*Tarefa proposta a*
Transcreva, do texto sobre as peças de Leandro Garcia, a parte que começa nas palavras "Nesse estudo, o" e termina em "se tornam penduradores.", sem alterar nada.

No ato criativo, esse controle plástico passa por uma longa e complexa curva de aprendizagem entre expressão e técnica para a construção de uma linguagem própria que, a partir da interpretação de elementos básicos, forma uma identidade. Algo que às vezes só se é possível decifrar com a passagem do tempo e a sobreposição de um corpo de trabalho para justamente revelar pontos de convergência entre ideias e inquietudes que persistem – obsessões. Cabe essa reflexão porque, ao me debruçar sobre a primeira década de peças autorais criadas pelo arquiteto Leandro Garcia, encontrei uma forma geométrica evidente. Uma forma que não é simplesmente uma assinatura, um traço, um vício, mas o elemento constante nessa jornada de autoconhecimento e a busca pelo puro, o essencial. O círculo se revelou aos poucos, até apontar um diálogo que se repete em diferentes escalas, tipologias e materiais, como a madeira, o vidro e o metal.
Entre os delicados anéis do Banco Linhas (2017) até a presença marcante na Coleção Disco (2025), a forma circular se mantém, mas de modo algum estática – há momentos em que assume o protagonismo escultórico, como nos espessos cilindros das linhas Toco e Solitário, enquanto em outros passa à escala do adorno, como os castiçais Esfera.
Nesse estudo, o que é mais intrigante é o seu uso não apenas como recurso estético, mas de fato uma ferramenta construtiva. Esse entendimento de um sistema fica evidente na Coleção Aro, em que espelhos redondos são circunscritos por anéis de madeira que, por sua vez, estão interconectados por pequenas esferas de latão – o círculo se torna ao mesmo tempo forma, função e expressão.
Além disso, as coleções e suas soluções são revisitadas de maneira cíclica, apontando que a investigação do tema segue adiante muito depois do lançamento do produto. A própria linha de espelhos ganha derivações anos depois, como bandejas com pegadores que, ao fim, suprimem os excessos e se tornam penduradores.
Uma lógica que não propaga o ciclo vicioso de lançamentos imposto pelo mercado, mas respeita uma visão criativa bastante própria. Foi justamente pensando a respeito desse processo contínuo e como defini-lo dentro de uma exposição que pretende cumprir estes primeiros 10 anos que me veio enfim outra definição da geometria: dois ou mais objetos são concêntricos quando compartilham o mesmo centro ou eixo. Círculos, polígonos e esferas podem ser concêntricos uns com os outros, assim como cilindros. Um exemplo: as ondulações formadas pela queda de um objeto pequeno na água, naturalmente formando um sistema de círculos concêntricos que se expandem.
A exposição Objetos Concêntricos é uma experiência formal e não linear da ideia de inquietude por trás do design preciso de Leandro Garcia. Meu olhar pessoal sobre um conjunto de peças que de algum modo revela aquilo que o move e inspira; que o conecta ao seu tempo e forma a base de sua lógica.

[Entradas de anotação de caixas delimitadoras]
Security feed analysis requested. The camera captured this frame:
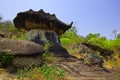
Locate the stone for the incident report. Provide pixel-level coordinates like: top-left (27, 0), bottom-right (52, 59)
top-left (0, 38), bottom-right (45, 68)
top-left (48, 44), bottom-right (70, 58)
top-left (28, 29), bottom-right (60, 45)
top-left (13, 9), bottom-right (73, 35)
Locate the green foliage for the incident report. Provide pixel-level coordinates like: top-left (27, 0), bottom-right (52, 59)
top-left (42, 52), bottom-right (57, 63)
top-left (117, 33), bottom-right (120, 39)
top-left (60, 27), bottom-right (84, 46)
top-left (17, 65), bottom-right (66, 80)
top-left (115, 73), bottom-right (120, 80)
top-left (0, 52), bottom-right (14, 67)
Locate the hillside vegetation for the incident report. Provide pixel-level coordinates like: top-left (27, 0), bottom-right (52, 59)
top-left (0, 21), bottom-right (120, 80)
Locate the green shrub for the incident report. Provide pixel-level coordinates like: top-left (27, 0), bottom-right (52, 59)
top-left (0, 52), bottom-right (14, 67)
top-left (17, 65), bottom-right (66, 80)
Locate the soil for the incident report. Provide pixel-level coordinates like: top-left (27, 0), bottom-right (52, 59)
top-left (0, 58), bottom-right (120, 80)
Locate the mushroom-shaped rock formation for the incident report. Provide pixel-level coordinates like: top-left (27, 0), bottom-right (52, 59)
top-left (0, 38), bottom-right (45, 68)
top-left (13, 9), bottom-right (73, 35)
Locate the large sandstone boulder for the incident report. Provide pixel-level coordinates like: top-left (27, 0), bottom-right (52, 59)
top-left (13, 9), bottom-right (73, 35)
top-left (0, 38), bottom-right (44, 68)
top-left (49, 44), bottom-right (70, 58)
top-left (27, 29), bottom-right (60, 45)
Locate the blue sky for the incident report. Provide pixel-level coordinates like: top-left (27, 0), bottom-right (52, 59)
top-left (0, 0), bottom-right (120, 38)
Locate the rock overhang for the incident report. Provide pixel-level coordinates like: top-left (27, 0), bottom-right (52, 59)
top-left (13, 9), bottom-right (73, 35)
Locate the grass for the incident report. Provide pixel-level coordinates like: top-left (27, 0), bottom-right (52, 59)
top-left (18, 65), bottom-right (66, 80)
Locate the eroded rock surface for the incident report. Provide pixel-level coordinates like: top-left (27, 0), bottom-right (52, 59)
top-left (13, 9), bottom-right (73, 35)
top-left (0, 38), bottom-right (44, 68)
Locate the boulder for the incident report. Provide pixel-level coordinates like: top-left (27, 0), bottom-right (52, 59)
top-left (27, 29), bottom-right (60, 45)
top-left (49, 44), bottom-right (70, 58)
top-left (0, 38), bottom-right (44, 68)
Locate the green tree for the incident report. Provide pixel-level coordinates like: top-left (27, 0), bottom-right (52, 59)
top-left (117, 33), bottom-right (120, 39)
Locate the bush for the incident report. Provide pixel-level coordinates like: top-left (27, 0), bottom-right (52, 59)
top-left (17, 65), bottom-right (66, 80)
top-left (0, 52), bottom-right (14, 67)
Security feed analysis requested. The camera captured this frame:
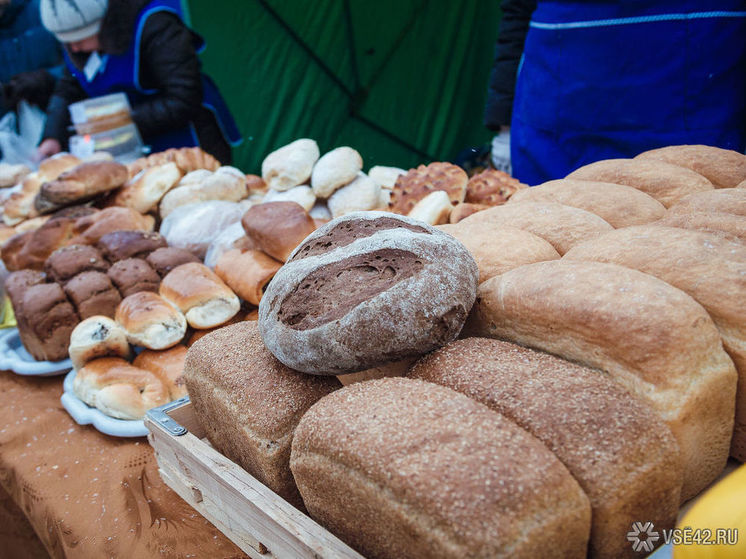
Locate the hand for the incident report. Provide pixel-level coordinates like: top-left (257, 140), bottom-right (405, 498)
top-left (492, 126), bottom-right (513, 175)
top-left (36, 138), bottom-right (62, 161)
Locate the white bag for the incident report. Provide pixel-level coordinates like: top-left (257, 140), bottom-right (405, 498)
top-left (0, 101), bottom-right (47, 169)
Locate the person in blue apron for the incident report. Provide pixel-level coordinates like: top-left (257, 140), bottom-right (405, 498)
top-left (38, 0), bottom-right (241, 164)
top-left (485, 0), bottom-right (746, 185)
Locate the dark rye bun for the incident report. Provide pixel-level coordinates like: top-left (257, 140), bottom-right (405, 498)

*Tarefa proposta b*
Apresente em lista numerada apenas as linhas dos registros que vão da que contém "Locate the bush" até a que contém "top-left (36, 138), bottom-right (62, 161)", ambas incluídas, sem linhas em branco. Deixe as imagens fora da resposta.

*Resposta do exercício a*
Nesse estudo, o que é mais intrigante é o seu uso não apenas como recurso estético, mas de fato uma ferramenta construtiva. Esse entendimento de um sistema fica evidente na Coleção Aro, em que espelhos redondos são circunscritos por anéis de madeira que, por sua vez, estão interconectados por pequenas esferas de latão – o círculo se torna ao mesmo tempo forma, função e expressão.
Além disso, as coleções e suas soluções são revisitadas de maneira cíclica, apontando que a investigação do tema segue adiante muito depois do lançamento do produto. A própria linha de espelhos ganha derivações anos depois, como bandejas com pegadores que, ao fim, suprimem os excessos e se tornam penduradores.

*Resposta do exercício b*
1. Locate the bush for the incident report. Provide pixel-level coordinates like: top-left (27, 0), bottom-right (52, 59)
2. top-left (17, 65), bottom-right (66, 80)
3. top-left (0, 52), bottom-right (14, 67)
4. Security feed analysis requested. The camera captured this frame:
5. Locate the hand for the incident report. Provide pixel-level coordinates like: top-left (257, 140), bottom-right (405, 498)
6. top-left (492, 126), bottom-right (513, 175)
7. top-left (36, 138), bottom-right (62, 161)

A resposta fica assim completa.